Task directions. Records follow. Copy every line with "dried".

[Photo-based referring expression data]
_ _ _ _ _ _ _

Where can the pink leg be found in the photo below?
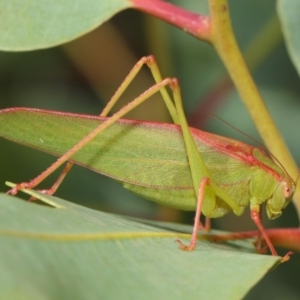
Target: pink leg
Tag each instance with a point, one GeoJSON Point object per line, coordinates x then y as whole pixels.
{"type": "Point", "coordinates": [257, 220]}
{"type": "Point", "coordinates": [58, 181]}
{"type": "Point", "coordinates": [197, 222]}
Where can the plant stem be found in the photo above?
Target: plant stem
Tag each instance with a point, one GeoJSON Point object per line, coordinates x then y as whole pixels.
{"type": "Point", "coordinates": [195, 24]}
{"type": "Point", "coordinates": [223, 39]}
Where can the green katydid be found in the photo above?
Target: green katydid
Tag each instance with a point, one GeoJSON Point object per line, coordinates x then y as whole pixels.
{"type": "Point", "coordinates": [186, 168]}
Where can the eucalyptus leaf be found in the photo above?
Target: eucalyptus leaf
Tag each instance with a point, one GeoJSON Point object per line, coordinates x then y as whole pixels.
{"type": "Point", "coordinates": [37, 24]}
{"type": "Point", "coordinates": [73, 252]}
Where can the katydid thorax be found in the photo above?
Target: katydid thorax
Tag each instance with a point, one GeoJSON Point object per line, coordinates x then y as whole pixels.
{"type": "Point", "coordinates": [186, 168]}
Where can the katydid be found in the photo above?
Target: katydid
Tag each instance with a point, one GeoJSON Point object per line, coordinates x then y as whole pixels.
{"type": "Point", "coordinates": [175, 165]}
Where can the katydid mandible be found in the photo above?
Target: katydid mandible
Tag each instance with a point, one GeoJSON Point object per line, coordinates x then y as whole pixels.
{"type": "Point", "coordinates": [220, 174]}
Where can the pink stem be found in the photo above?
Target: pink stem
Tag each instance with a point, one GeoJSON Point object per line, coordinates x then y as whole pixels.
{"type": "Point", "coordinates": [195, 24]}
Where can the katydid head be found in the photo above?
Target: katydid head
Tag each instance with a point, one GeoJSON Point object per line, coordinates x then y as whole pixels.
{"type": "Point", "coordinates": [280, 198]}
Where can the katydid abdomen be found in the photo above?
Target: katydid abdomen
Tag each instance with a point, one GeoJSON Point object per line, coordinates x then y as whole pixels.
{"type": "Point", "coordinates": [150, 158]}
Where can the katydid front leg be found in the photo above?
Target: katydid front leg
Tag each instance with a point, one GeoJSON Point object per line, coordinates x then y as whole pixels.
{"type": "Point", "coordinates": [198, 169]}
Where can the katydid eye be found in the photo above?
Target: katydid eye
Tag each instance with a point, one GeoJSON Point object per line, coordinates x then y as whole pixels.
{"type": "Point", "coordinates": [287, 191]}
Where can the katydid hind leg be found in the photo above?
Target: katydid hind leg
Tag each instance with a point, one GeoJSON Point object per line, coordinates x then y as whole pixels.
{"type": "Point", "coordinates": [256, 217]}
{"type": "Point", "coordinates": [197, 222]}
{"type": "Point", "coordinates": [131, 75]}
{"type": "Point", "coordinates": [158, 87]}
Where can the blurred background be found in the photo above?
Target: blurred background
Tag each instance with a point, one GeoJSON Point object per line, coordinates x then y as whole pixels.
{"type": "Point", "coordinates": [82, 75]}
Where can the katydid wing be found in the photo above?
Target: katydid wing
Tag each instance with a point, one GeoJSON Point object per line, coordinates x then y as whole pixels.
{"type": "Point", "coordinates": [206, 189]}
{"type": "Point", "coordinates": [150, 158]}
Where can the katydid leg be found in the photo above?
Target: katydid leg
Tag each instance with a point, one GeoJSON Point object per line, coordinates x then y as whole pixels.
{"type": "Point", "coordinates": [255, 216]}
{"type": "Point", "coordinates": [160, 86]}
{"type": "Point", "coordinates": [197, 222]}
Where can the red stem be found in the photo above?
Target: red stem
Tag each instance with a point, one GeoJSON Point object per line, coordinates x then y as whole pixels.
{"type": "Point", "coordinates": [195, 24]}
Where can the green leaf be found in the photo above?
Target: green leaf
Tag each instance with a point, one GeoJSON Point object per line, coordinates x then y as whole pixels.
{"type": "Point", "coordinates": [290, 19]}
{"type": "Point", "coordinates": [37, 24]}
{"type": "Point", "coordinates": [74, 252]}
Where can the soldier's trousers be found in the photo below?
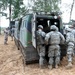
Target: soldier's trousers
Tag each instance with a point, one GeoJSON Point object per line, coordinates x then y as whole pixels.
{"type": "Point", "coordinates": [41, 53]}
{"type": "Point", "coordinates": [70, 51]}
{"type": "Point", "coordinates": [54, 51]}
{"type": "Point", "coordinates": [5, 40]}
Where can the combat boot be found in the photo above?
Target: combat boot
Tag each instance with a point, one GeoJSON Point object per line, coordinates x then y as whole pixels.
{"type": "Point", "coordinates": [50, 67]}
{"type": "Point", "coordinates": [69, 66]}
{"type": "Point", "coordinates": [56, 66]}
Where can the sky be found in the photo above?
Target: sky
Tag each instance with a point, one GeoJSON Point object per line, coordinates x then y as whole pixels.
{"type": "Point", "coordinates": [65, 16]}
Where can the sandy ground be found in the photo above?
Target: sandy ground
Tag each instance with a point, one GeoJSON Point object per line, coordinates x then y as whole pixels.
{"type": "Point", "coordinates": [11, 63]}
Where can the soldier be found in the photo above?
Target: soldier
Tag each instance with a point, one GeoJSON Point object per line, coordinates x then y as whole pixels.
{"type": "Point", "coordinates": [6, 36]}
{"type": "Point", "coordinates": [70, 47]}
{"type": "Point", "coordinates": [12, 33]}
{"type": "Point", "coordinates": [53, 38]}
{"type": "Point", "coordinates": [40, 45]}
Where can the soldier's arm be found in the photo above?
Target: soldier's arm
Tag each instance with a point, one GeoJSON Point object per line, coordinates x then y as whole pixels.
{"type": "Point", "coordinates": [62, 38]}
{"type": "Point", "coordinates": [47, 38]}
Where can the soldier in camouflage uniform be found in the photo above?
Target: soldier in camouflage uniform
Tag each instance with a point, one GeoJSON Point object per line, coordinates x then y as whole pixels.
{"type": "Point", "coordinates": [5, 36]}
{"type": "Point", "coordinates": [53, 38]}
{"type": "Point", "coordinates": [12, 33]}
{"type": "Point", "coordinates": [41, 45]}
{"type": "Point", "coordinates": [70, 47]}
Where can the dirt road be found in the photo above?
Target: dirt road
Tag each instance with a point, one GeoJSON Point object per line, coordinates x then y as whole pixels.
{"type": "Point", "coordinates": [11, 63]}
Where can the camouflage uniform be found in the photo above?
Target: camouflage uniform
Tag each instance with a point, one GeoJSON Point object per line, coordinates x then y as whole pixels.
{"type": "Point", "coordinates": [70, 47]}
{"type": "Point", "coordinates": [53, 38]}
{"type": "Point", "coordinates": [40, 44]}
{"type": "Point", "coordinates": [12, 33]}
{"type": "Point", "coordinates": [5, 36]}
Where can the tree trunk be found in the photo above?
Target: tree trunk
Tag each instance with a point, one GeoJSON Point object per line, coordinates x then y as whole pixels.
{"type": "Point", "coordinates": [71, 9]}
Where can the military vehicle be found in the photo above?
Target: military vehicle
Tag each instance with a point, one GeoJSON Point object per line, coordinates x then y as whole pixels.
{"type": "Point", "coordinates": [25, 33]}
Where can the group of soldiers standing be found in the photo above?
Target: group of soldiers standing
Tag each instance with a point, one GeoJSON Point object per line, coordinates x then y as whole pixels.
{"type": "Point", "coordinates": [54, 38]}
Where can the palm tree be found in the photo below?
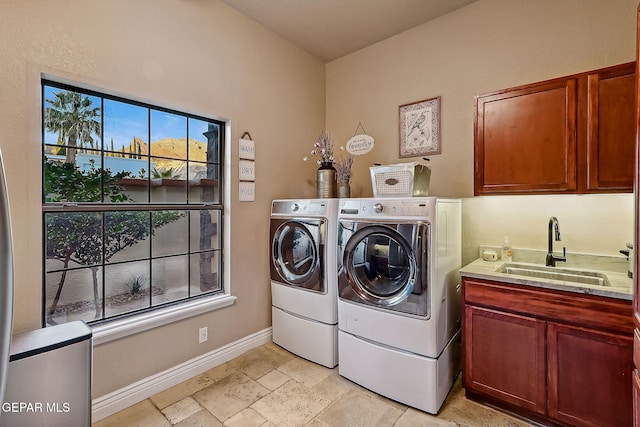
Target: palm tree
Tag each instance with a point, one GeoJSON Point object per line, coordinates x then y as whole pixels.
{"type": "Point", "coordinates": [73, 117]}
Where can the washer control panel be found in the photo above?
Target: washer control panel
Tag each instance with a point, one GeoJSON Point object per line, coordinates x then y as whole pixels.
{"type": "Point", "coordinates": [299, 207]}
{"type": "Point", "coordinates": [416, 207]}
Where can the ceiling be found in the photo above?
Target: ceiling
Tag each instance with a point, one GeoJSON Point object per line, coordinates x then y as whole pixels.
{"type": "Point", "coordinates": [329, 29]}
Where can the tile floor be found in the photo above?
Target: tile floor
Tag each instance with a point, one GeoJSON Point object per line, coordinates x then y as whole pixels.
{"type": "Point", "coordinates": [269, 386]}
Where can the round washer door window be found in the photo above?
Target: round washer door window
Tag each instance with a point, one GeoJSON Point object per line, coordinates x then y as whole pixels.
{"type": "Point", "coordinates": [381, 265]}
{"type": "Point", "coordinates": [294, 252]}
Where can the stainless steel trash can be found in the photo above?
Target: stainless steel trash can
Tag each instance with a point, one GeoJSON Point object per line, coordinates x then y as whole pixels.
{"type": "Point", "coordinates": [49, 378]}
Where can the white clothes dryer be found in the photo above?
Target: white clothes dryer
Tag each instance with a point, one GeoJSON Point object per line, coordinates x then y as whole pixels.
{"type": "Point", "coordinates": [304, 279]}
{"type": "Point", "coordinates": [399, 297]}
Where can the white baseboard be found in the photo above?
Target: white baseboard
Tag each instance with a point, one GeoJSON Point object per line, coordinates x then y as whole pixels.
{"type": "Point", "coordinates": [120, 399]}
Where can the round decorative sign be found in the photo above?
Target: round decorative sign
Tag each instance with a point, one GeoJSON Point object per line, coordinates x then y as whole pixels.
{"type": "Point", "coordinates": [359, 144]}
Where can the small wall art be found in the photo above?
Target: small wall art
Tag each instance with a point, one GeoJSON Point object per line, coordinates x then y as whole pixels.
{"type": "Point", "coordinates": [246, 168]}
{"type": "Point", "coordinates": [420, 128]}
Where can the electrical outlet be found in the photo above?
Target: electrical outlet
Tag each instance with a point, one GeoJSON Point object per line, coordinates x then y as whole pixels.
{"type": "Point", "coordinates": [203, 334]}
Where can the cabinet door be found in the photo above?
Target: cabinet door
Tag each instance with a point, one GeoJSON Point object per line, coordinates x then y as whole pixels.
{"type": "Point", "coordinates": [636, 398]}
{"type": "Point", "coordinates": [525, 139]}
{"type": "Point", "coordinates": [590, 376]}
{"type": "Point", "coordinates": [611, 130]}
{"type": "Point", "coordinates": [505, 357]}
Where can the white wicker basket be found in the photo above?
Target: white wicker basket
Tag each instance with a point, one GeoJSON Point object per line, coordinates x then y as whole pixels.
{"type": "Point", "coordinates": [400, 180]}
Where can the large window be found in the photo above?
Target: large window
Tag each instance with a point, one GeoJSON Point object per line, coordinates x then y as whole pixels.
{"type": "Point", "coordinates": [132, 205]}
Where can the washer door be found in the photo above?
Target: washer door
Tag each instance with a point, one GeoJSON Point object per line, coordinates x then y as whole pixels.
{"type": "Point", "coordinates": [384, 265]}
{"type": "Point", "coordinates": [297, 252]}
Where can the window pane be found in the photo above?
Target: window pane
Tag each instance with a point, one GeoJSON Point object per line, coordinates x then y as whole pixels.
{"type": "Point", "coordinates": [168, 181]}
{"type": "Point", "coordinates": [171, 233]}
{"type": "Point", "coordinates": [126, 287]}
{"type": "Point", "coordinates": [99, 151]}
{"type": "Point", "coordinates": [126, 128]}
{"type": "Point", "coordinates": [170, 279]}
{"type": "Point", "coordinates": [204, 141]}
{"type": "Point", "coordinates": [71, 122]}
{"type": "Point", "coordinates": [73, 295]}
{"type": "Point", "coordinates": [205, 230]}
{"type": "Point", "coordinates": [73, 239]}
{"type": "Point", "coordinates": [205, 275]}
{"type": "Point", "coordinates": [126, 236]}
{"type": "Point", "coordinates": [168, 135]}
{"type": "Point", "coordinates": [134, 187]}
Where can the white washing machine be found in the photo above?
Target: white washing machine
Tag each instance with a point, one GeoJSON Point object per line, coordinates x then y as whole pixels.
{"type": "Point", "coordinates": [399, 297]}
{"type": "Point", "coordinates": [303, 278]}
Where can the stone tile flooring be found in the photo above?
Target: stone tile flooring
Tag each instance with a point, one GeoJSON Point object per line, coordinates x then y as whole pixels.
{"type": "Point", "coordinates": [269, 386]}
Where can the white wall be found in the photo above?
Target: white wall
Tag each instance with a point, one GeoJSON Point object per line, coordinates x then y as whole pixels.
{"type": "Point", "coordinates": [486, 46]}
{"type": "Point", "coordinates": [198, 56]}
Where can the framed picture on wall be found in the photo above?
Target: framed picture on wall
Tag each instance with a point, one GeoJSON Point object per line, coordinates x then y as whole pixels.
{"type": "Point", "coordinates": [420, 128]}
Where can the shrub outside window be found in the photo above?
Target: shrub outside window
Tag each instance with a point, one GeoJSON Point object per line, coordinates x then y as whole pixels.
{"type": "Point", "coordinates": [132, 205]}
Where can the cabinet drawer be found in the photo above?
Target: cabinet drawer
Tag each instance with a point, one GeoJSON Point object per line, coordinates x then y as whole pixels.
{"type": "Point", "coordinates": [636, 348]}
{"type": "Point", "coordinates": [573, 308]}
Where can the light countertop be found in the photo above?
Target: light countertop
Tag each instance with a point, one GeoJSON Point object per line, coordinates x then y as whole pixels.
{"type": "Point", "coordinates": [613, 267]}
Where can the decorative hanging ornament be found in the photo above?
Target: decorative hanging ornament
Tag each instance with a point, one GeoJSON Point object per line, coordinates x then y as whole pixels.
{"type": "Point", "coordinates": [360, 143]}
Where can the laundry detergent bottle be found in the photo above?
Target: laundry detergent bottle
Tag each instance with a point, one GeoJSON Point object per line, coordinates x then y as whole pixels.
{"type": "Point", "coordinates": [507, 254]}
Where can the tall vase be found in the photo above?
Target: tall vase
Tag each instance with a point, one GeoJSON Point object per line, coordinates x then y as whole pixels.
{"type": "Point", "coordinates": [344, 188]}
{"type": "Point", "coordinates": [326, 180]}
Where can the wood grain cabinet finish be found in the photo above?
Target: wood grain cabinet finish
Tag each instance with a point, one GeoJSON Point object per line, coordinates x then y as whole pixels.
{"type": "Point", "coordinates": [574, 134]}
{"type": "Point", "coordinates": [636, 281]}
{"type": "Point", "coordinates": [610, 129]}
{"type": "Point", "coordinates": [590, 376]}
{"type": "Point", "coordinates": [517, 375]}
{"type": "Point", "coordinates": [552, 356]}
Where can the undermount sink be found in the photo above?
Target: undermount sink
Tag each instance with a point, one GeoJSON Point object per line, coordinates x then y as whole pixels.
{"type": "Point", "coordinates": [553, 273]}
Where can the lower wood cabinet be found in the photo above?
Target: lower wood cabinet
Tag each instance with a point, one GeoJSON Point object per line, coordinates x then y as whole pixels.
{"type": "Point", "coordinates": [529, 358]}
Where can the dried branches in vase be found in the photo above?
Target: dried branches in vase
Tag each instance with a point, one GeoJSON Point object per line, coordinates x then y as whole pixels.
{"type": "Point", "coordinates": [343, 173]}
{"type": "Point", "coordinates": [323, 148]}
{"type": "Point", "coordinates": [326, 173]}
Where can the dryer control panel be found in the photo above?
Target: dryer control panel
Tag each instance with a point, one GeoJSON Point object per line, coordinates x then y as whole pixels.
{"type": "Point", "coordinates": [299, 207]}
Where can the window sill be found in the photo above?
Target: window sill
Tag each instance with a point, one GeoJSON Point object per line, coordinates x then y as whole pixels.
{"type": "Point", "coordinates": [132, 325]}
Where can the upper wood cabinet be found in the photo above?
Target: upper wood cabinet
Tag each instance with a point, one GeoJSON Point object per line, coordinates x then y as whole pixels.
{"type": "Point", "coordinates": [574, 134]}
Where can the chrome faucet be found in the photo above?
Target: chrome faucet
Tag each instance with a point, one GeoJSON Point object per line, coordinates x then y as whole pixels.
{"type": "Point", "coordinates": [551, 257]}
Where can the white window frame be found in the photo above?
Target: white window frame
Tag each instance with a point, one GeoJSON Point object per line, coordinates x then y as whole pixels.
{"type": "Point", "coordinates": [111, 330]}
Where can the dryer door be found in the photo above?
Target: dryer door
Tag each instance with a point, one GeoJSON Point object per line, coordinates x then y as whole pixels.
{"type": "Point", "coordinates": [384, 265]}
{"type": "Point", "coordinates": [297, 257]}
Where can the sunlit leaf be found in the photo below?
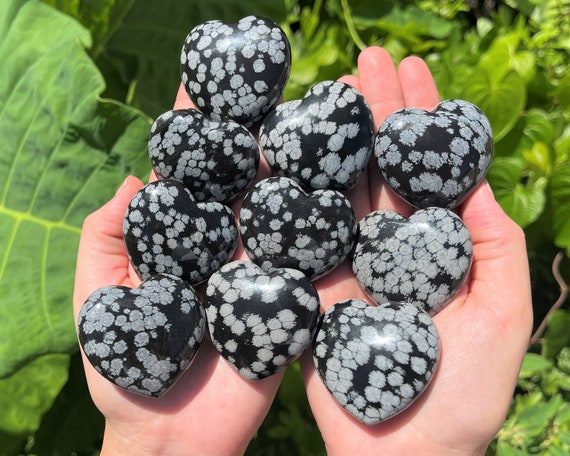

_ _ _ _ _ _ _

Reply.
Where can the dried branches in vase be found in the photo above?
Target: dried branches in vase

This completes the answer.